SUPPLIED MATERIAL:

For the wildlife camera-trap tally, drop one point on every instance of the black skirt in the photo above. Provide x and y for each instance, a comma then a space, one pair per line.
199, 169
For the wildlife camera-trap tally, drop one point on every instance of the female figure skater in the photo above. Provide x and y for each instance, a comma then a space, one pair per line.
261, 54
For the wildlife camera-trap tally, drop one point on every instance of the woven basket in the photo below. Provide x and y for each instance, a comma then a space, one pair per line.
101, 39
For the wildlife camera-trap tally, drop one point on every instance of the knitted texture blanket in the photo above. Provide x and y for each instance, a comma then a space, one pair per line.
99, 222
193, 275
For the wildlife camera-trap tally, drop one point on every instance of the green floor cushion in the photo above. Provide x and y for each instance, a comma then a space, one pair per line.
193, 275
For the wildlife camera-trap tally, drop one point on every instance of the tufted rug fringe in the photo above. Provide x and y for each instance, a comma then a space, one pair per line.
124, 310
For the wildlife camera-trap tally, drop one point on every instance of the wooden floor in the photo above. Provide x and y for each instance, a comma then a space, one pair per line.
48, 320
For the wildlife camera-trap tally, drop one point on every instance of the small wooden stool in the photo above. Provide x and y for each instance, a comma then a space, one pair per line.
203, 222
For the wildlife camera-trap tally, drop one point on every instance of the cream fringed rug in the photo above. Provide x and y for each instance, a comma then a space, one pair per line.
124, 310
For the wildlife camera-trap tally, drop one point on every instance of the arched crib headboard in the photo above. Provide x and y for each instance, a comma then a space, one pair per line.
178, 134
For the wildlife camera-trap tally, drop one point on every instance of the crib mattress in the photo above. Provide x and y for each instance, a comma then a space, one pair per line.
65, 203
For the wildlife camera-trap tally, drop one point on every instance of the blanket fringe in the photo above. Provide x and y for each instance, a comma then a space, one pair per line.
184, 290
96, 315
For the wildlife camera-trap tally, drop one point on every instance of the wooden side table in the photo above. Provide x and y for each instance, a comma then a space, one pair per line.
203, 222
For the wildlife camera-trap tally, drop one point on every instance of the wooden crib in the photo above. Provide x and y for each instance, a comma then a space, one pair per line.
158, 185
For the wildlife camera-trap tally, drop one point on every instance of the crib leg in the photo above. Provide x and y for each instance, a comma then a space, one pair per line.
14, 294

ASSIGNMENT: Beginning with the line that contains "of the cream", return every line to the end of the listing, unchanged, and nothing else.

ANSWER BELOW:
For the wildlife camera-trap tally, drop one point on every instance of the cream fringed rug in the photo above. Provide x and y for each instance, a comma then a space, one pair per line.
124, 310
For the wildlife camera-trap tally, drop one point on every instance of the arched crib headboard in the photo above. Provide x and y for each instance, a comma then a space, one pair per line.
178, 134
For the wildlife camera-trap tally, drop one point on every instance of the crib mattress in the photo above. Provide x and y for each instance, a comma then a space, one pair per line.
65, 203
For the wildlife camera-trap tally, drop one point on every instance of the blanket fringe in the photo above. Provide x and y for each instance, a comma then a space, one pair per line.
184, 290
96, 315
For the wildlife camera-trap tally, drop one point on every instance of the wooden side table in the photo above. Provide x and y for each instance, a comma then a space, one pair per line.
203, 222
For the wildlife camera-trap tally, drop one point on every instance of the wooden crib in the photo above. Provide x and y for each instance, a comma then a space, one pair per line.
158, 185
For the wildlife camera-trap tally, drop one point on every instance of the crib leg in the photo above. Provide x and y for each instance, a comma then a space, one pair per line.
14, 294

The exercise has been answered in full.